STATED TASK –
Pull out every line in the entries below that contains the string "given", matching case exactly.

MATERIAL –
--------

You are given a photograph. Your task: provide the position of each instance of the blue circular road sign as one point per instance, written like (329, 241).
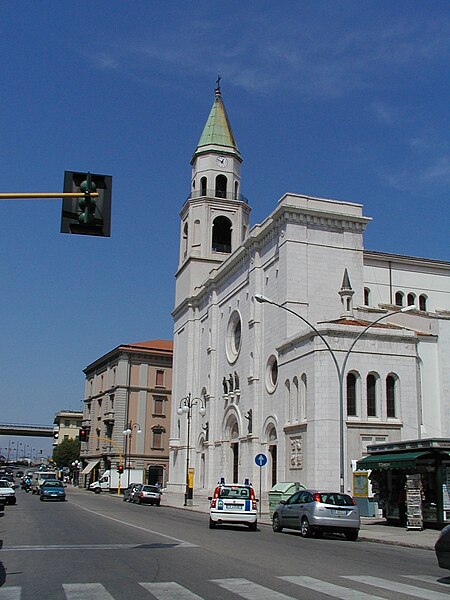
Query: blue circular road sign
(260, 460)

--------

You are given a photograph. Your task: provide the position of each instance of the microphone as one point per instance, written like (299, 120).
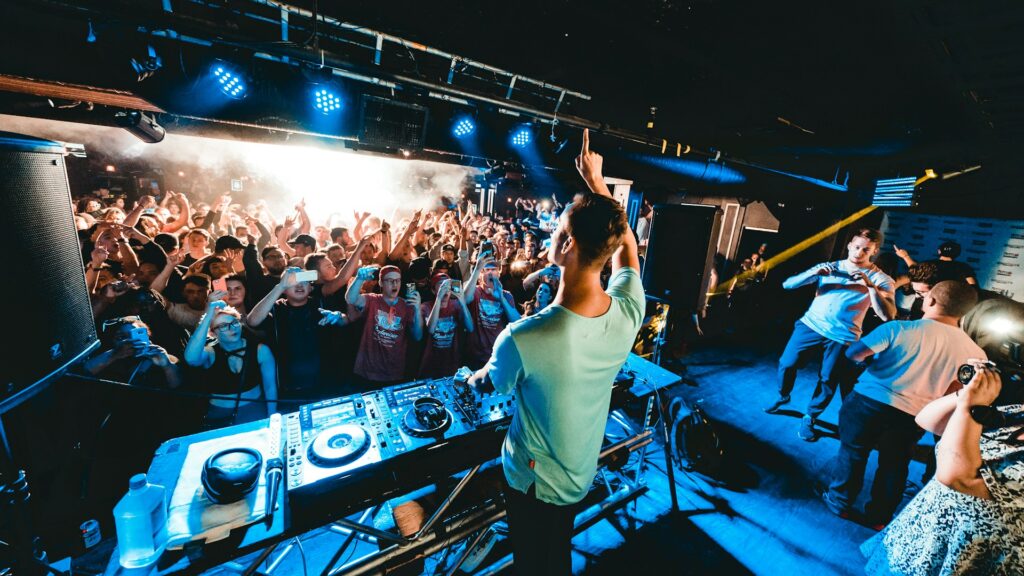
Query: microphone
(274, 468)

--------

RESPONSE TO THE EXERCISE –
You are given a photograph. Your task: provide the position of each instance of the blue circular road sign as one point per instance, written like (329, 241).
You are given a photograph. Your task: provide the position of each instance of the microphone as one point per instance, written like (299, 120).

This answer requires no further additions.